--- start of Source text ---

In the end, my problems with basic-asm-in-functions (BAIF) come down to reliably generating correct code.

Optimizations are based on the idea of "you can safely modify x if you can prove y." But given that basic asm are opaque blocks, there is no way to prove, well, much of anything. Adding 'volatile' and now 'memory' do help. But the very definition of "opaque blocks" means that you absolutely cannot know what weird-ass crap someone might be trying. And every time gcc tweaks any of the optimizers, there's a chance that this untethered blob could bubble up or down within the code. There is no way for any optimizer to safely decide whether a given position violates the intent of the asm, since it can have no idea what that intent is. Can even a one line displacement of arbitrary assembler code cause race conditions or data corruption without causing a compiler error? I'll bet it can.

And also, there is the problem of compatibility. I am told that the mips "sync" instruction (used in multi-thread programming) requires a memory clobber to work as intended. With that in mind, when I see this code on some blog, is it safe?

   asm("sync");

And of course the answer is that without context, there's no way to know. It might have been safe for the compiler in the blogger's environment. Or maybe he was an idiot. It's certainly not safe in any released version of gcc. But unless the blog reader knows the blogger's level of intelligence, development environment, and all the esoteric differences between that environment and their own, they could easily copy/paste that right into their own project, where it will compile without error, and "nearly always" work just fine...

--- end of Source text ---
--- start of Material shown ---

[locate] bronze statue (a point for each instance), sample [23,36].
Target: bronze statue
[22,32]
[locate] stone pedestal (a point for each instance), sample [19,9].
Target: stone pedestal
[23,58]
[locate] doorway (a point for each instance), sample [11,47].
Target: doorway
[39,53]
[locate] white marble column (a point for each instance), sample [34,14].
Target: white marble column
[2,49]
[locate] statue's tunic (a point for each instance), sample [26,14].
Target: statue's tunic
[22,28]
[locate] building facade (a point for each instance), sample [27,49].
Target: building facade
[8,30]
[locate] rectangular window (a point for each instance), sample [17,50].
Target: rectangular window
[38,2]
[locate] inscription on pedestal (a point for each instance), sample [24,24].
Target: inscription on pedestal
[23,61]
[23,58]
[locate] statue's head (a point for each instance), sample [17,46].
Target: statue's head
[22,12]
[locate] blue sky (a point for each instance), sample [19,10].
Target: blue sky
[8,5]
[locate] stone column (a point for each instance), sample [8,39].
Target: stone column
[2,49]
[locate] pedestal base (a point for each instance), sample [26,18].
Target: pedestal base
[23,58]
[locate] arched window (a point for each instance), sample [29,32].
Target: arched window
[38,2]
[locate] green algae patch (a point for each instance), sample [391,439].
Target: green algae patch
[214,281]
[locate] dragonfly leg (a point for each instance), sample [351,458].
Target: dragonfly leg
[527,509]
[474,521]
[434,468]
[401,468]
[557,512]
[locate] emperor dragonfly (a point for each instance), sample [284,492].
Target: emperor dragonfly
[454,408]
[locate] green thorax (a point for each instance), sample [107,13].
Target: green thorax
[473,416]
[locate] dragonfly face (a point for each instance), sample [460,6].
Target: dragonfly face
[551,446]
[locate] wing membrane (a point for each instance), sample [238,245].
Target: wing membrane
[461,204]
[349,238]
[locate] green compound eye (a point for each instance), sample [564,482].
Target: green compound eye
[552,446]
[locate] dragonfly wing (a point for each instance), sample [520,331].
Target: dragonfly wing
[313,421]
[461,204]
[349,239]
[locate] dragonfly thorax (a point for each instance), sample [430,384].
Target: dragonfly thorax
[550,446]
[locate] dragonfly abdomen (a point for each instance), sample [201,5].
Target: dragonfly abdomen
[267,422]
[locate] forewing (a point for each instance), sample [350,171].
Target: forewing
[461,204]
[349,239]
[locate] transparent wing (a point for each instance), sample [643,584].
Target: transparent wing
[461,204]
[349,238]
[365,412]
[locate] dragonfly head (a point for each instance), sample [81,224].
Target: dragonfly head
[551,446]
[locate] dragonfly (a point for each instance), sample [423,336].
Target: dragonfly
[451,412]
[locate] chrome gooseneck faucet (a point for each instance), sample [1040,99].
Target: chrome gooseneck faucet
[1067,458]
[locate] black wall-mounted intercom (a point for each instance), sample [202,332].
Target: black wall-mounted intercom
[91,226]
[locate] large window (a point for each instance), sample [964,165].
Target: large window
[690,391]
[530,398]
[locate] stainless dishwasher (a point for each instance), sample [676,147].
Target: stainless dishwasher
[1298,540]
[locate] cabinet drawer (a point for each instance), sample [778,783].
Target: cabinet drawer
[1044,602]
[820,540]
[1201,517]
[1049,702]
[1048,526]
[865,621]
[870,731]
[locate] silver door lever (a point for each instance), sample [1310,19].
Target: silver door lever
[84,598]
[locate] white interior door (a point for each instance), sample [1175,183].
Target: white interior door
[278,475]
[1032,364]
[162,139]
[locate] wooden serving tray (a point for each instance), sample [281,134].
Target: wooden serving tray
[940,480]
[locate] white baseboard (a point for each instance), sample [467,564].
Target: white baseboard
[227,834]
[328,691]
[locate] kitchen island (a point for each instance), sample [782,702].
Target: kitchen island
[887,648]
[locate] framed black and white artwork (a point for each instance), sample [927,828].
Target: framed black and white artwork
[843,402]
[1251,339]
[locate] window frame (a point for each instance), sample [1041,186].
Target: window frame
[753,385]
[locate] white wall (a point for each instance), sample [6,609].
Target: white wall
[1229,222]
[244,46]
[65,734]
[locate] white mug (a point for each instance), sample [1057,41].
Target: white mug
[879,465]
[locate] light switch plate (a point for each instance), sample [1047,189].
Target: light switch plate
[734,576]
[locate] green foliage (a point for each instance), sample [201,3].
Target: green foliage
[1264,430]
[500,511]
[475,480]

--- end of Material shown ---

** Direction 1 **
Answer these questions using the text on basic asm in functions. Put each answer on its own line and mark it with the same letter.
(a) What does the abbreviation BAIF stand for?
(b) Which two additions does the text say do help?
(c) According to what the writer was told, what does the mips "sync" instruction require to work as intended?
** Direction 2 **
Extract the passage of the text on basic asm in functions starting at "Optimizations are based" and ending at "bet it can.".
** Direction 3 **
Continue the text on basic asm in functions from its final sentence.

** Expected answer 1 **
(a) basic-asm-in-functions
(b) 'volatile' and 'memory'
(c) a memory clobber

** Expected answer 2 **
Optimizations are based on the idea of "you can safely modify x if you can prove y." But given that basic asm are opaque blocks, there is no way to prove, well, much of anything. Adding 'volatile' and now 'memory' do help. But the very definition of "opaque blocks" means that you absolutely cannot know what weird-ass crap someone might be trying. And every time gcc tweaks any of the optimizers, there's a chance that this untethered blob could bubble up or down within the code. There is no way for any optimizer to safely decide whether a given position violates the intent of the asm, since it can have no idea what that intent is. Can even a one line displacement of arbitrary assembler code cause race conditions or data corruption without causing a compiler error? I'll bet it can.

** Expected answer 3 **
With Bernd's recent change, people who have this (incorrect) code in their gcc project will suddenly have their code start working correctly, and that's a good thing. Well, they will a year or so from now. If they immediately start using v7.0. And if they prevent everyone from trying to compile their code using 6.x, 5.x, 4.x etc where it will never work correctly. So yes, it's a fix. But it can easily be years before this change finally solves this problem. However, changing this to use extended:

   asm("sync":::"memory");

means that their very next source code release will immediately work correctly on every version of gcc.

You make the point about how people changing this code could easily muck things up. And I absolutely agree, they could. On the other hand, it's possible that their code is already mucked up and they just don't know it. But even if they change this code to asm("sync":::) (forcing it to continue working the same way it has for over a decade), the programmer's intent is clear (if wrong). A knowledgeable mips programmer could look at that and say "Hey, that's not right." While making that same observation with asm("sync") is all but impossible.

BAIF is fragile. That, combined with: unmet user expectations, bad user code, inconsistent implementations between compilers, changing implementations within compilers, years of bad docs, no "best practices" guide and an area that is very complex all tell me that this is an area filled with unfixable, ticking bombs. That's why I think it should be deprecated.

Other comments inline:

On 20/06/16 18:36, Michael Matz wrote:
I see zero gain by deprecating them and only churn.  What would be the
advantage again?
Correctness.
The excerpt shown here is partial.